**WORK TO COMPLETE**
Give back exactly the lines spanning from the one containing "Each instance receives one keypoint. Mark the painted" to the final line of the records below, and no others.

* * *

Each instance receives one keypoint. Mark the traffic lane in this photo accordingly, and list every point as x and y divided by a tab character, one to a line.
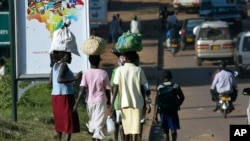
198	121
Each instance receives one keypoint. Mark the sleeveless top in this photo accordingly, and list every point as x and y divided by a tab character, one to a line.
61	88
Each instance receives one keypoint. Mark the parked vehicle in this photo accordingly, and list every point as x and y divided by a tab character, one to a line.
172	39
225	106
241	6
242	54
213	42
186	33
228	13
186	5
207	5
246	91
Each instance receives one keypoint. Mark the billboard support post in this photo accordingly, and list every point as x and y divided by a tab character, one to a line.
13	59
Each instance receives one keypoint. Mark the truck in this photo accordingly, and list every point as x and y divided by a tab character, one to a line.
184	5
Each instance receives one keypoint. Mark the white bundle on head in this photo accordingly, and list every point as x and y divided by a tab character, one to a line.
66	22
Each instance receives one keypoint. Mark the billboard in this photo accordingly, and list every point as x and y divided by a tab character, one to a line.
4	28
36	20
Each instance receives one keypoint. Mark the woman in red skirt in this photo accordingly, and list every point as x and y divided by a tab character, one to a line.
65	119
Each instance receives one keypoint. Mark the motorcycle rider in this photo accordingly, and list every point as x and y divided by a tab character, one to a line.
171	34
223	82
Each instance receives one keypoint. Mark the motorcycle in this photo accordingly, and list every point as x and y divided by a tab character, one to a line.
246	92
225	104
225	100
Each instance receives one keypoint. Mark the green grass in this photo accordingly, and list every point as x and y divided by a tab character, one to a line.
34	115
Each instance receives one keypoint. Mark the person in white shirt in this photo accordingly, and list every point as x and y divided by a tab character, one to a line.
223	82
171	20
135	25
2	67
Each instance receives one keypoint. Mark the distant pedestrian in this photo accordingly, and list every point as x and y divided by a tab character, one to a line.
95	82
2	67
63	99
117	115
135	25
119	20
128	80
114	28
169	99
172	20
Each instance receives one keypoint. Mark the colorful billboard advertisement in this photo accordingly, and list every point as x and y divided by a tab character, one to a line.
4	28
36	21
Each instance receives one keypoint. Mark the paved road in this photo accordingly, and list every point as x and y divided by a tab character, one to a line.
198	122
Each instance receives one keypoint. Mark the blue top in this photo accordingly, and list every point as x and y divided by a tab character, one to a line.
61	88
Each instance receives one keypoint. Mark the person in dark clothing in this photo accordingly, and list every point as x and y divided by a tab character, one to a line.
223	81
170	120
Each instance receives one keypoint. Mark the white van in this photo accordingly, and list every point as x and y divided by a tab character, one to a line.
186	5
242	53
207	5
213	42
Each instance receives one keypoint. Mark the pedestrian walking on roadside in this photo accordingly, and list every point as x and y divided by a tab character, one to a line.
117	115
119	20
2	67
169	99
62	95
114	30
135	25
95	82
128	80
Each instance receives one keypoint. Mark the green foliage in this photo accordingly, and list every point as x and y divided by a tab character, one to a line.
5	92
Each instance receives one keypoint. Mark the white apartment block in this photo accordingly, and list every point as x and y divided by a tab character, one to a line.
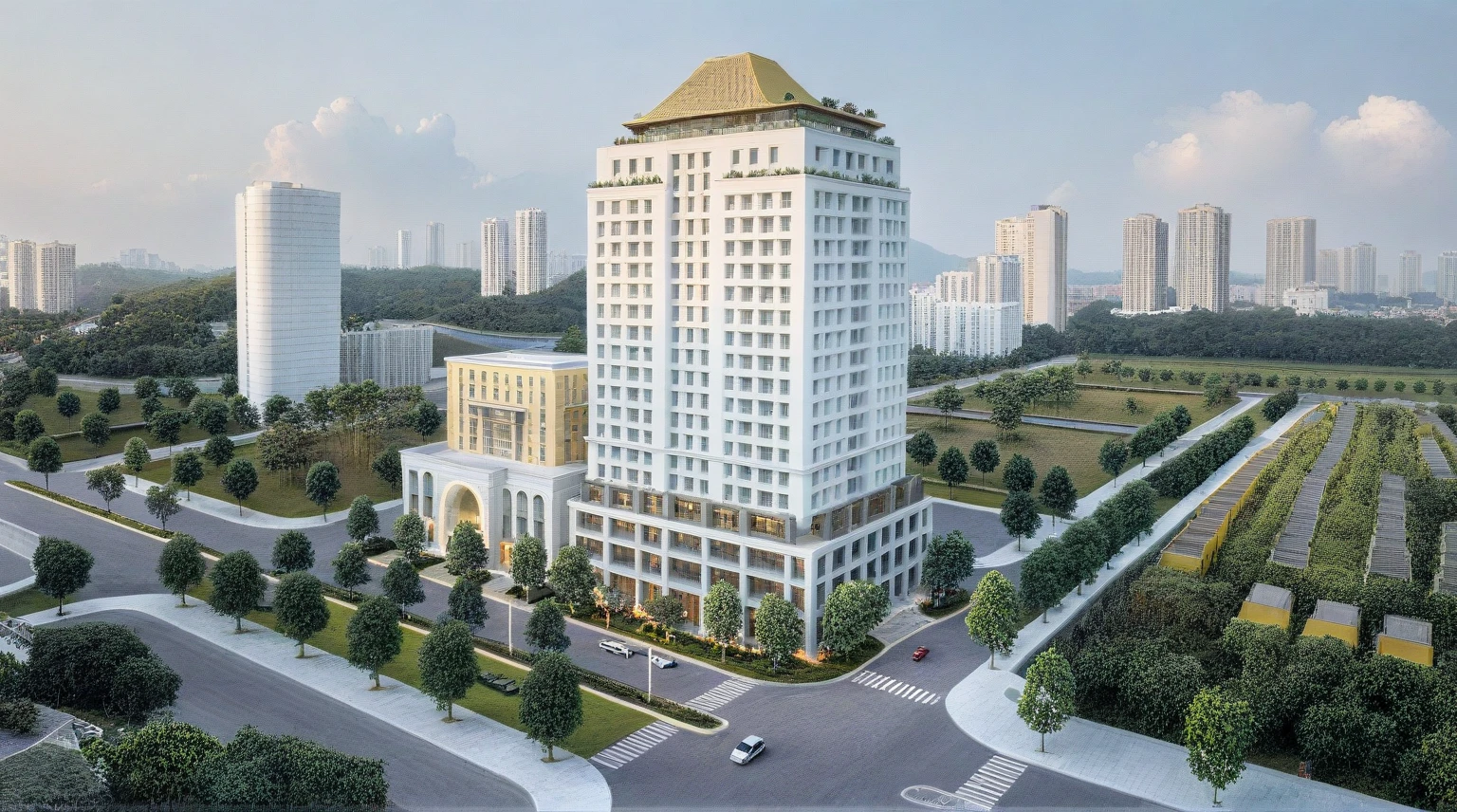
1202	258
1146	264
1290	255
496	257
287	290
530	251
747	317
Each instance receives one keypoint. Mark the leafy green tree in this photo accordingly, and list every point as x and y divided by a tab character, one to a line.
1019	474
986	456
921	448
851	611
238	585
108	481
181	564
239	481
363	521
323	484
301	608
1048	695
551	701
1218	733
60	569
401	583
448	667
373	636
546	627
991	619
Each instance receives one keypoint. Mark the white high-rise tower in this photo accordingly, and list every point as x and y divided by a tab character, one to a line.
747	340
287	290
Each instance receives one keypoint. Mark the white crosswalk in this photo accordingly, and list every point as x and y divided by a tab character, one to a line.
894	687
634	746
720	695
991	782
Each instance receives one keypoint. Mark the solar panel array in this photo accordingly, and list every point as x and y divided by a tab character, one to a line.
1389	556
1293	547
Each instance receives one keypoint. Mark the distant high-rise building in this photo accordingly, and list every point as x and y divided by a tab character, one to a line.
1408	273
287	290
1358	268
1146	264
402	257
1328	268
1041	238
496	257
1290	257
1202	258
434	244
530	251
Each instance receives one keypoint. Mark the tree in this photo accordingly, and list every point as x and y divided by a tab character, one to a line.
1019	474
293	553
97	429
238	585
301	608
465	551
108	481
1218	732
1048	695
363	521
181	566
108	399
921	448
529	562
136	456
1112	456
571	576
448	667
44	458
373	636
1058	494
951	467
986	456
60	569
551	701
723	616
187	470
219	450
546	627
992	616
851	611
949	560
162	503
401	583
778	629
948	399
239	481
1020	515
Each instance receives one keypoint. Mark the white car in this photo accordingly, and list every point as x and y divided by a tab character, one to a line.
747	751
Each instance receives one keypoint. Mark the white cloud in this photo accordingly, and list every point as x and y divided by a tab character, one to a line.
1389	141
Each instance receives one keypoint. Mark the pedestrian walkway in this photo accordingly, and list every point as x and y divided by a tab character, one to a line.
634	746
570	784
894	687
725	692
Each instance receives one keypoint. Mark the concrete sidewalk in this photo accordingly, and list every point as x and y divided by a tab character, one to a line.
568	784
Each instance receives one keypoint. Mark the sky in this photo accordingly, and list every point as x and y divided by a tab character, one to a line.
135	124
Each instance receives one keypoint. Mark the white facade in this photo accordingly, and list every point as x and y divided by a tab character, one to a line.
1202	258
530	251
287	290
1290	255
1146	264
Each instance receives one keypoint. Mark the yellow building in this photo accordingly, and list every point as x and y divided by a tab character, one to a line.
514	450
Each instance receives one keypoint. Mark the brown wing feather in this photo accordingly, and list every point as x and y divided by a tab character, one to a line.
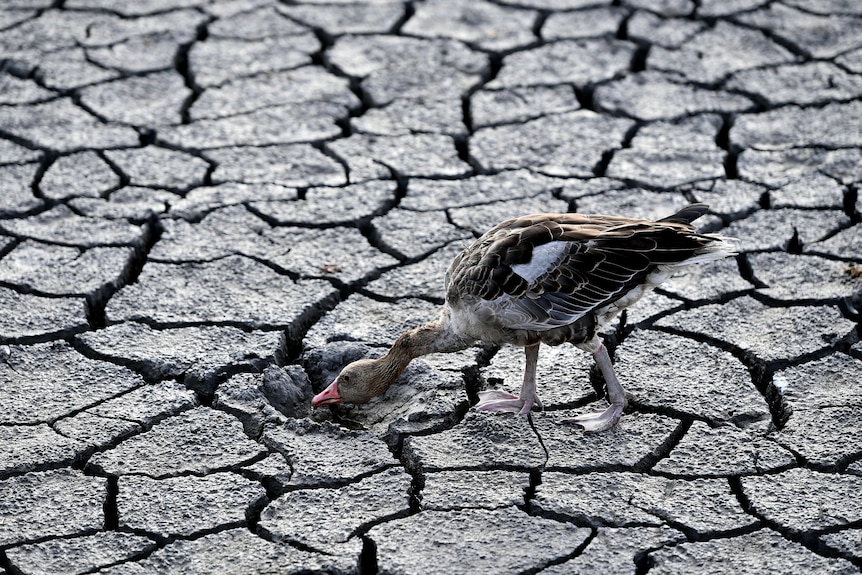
602	259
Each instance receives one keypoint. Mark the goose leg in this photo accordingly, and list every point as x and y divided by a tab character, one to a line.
602	420
496	400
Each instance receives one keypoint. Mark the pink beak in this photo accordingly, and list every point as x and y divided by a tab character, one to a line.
328	396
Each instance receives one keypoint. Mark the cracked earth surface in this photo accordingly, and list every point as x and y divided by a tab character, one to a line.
208	207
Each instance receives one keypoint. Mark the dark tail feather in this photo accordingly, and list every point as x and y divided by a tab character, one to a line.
687	215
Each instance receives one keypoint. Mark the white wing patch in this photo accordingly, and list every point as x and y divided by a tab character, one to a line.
545	258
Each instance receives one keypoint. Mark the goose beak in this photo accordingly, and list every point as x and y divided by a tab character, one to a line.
328	396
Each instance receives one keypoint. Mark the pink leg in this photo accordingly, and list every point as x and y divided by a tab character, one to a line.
602	420
496	400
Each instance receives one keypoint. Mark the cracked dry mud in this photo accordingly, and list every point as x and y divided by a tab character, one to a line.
208	207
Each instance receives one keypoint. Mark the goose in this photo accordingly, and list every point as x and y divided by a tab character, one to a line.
543	278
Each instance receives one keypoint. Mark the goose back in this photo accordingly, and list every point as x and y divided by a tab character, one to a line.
554	277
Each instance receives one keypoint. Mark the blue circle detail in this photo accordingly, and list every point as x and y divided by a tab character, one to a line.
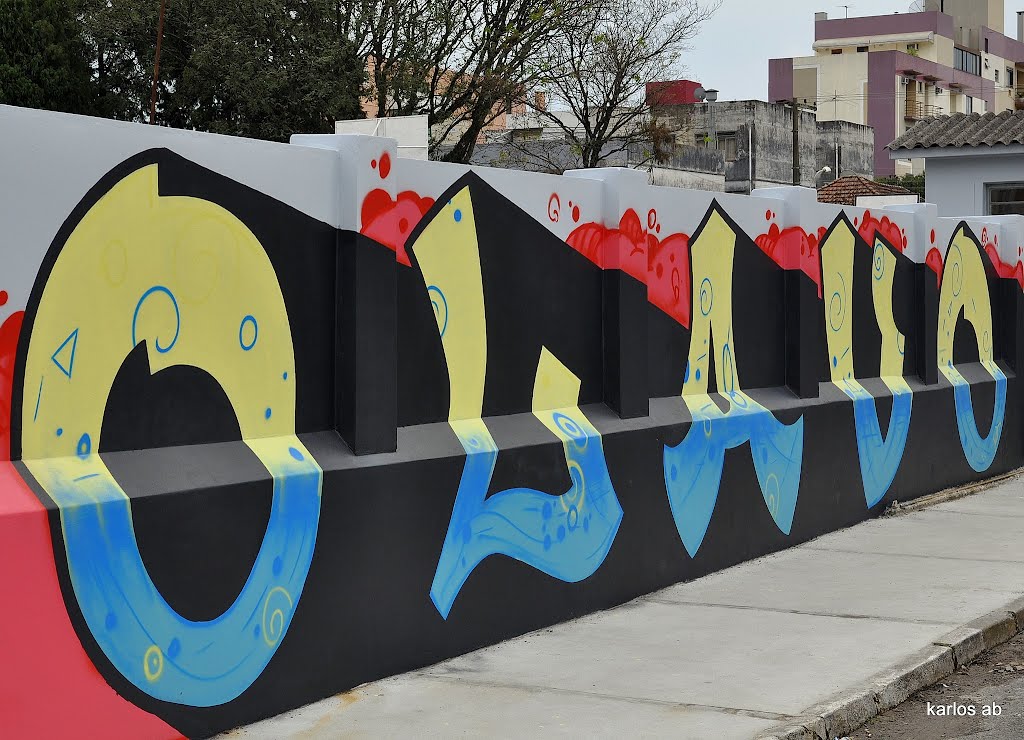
242	328
177	318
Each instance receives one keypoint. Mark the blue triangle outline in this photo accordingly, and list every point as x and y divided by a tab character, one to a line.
73	338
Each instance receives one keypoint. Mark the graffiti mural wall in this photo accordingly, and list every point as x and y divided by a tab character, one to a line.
280	420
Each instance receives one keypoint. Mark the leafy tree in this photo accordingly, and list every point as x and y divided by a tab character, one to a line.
44	56
264	69
914	183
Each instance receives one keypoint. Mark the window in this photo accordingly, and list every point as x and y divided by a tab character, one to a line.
967	61
1006	199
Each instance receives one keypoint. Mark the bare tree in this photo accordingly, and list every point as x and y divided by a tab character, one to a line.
463	62
598	71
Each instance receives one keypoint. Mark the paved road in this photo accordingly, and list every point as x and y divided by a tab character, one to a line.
994	680
726	656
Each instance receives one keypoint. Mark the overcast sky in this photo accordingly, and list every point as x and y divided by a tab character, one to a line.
732	50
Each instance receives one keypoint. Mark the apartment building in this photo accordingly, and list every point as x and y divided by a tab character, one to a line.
889	72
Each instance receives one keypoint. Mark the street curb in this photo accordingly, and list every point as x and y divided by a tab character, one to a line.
846	712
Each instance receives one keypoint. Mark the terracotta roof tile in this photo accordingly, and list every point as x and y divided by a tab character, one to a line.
846	190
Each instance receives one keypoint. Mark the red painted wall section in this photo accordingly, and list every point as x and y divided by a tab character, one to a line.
675	92
664	265
48	686
9	332
389	221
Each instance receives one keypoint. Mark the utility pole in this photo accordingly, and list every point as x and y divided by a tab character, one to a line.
796	142
156	63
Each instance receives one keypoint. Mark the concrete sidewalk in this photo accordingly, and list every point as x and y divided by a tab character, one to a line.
817	638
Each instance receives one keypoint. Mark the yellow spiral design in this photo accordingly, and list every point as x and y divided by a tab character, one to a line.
274	615
153	663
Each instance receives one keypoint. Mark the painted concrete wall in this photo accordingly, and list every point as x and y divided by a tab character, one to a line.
280	420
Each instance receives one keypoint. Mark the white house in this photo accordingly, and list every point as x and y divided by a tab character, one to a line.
975	162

* * *

**WRITTEN SOLUTION**
Each instance receives one keypoint. Mark the painted concrete wall in this photo accordingly, and list every point as x and y divided by a tab character, one to a line.
280	420
Each instance receives one keypoint. Mark the white house in this photo accordingly, and list every point as x and y divided by a tab character, one to a line.
975	162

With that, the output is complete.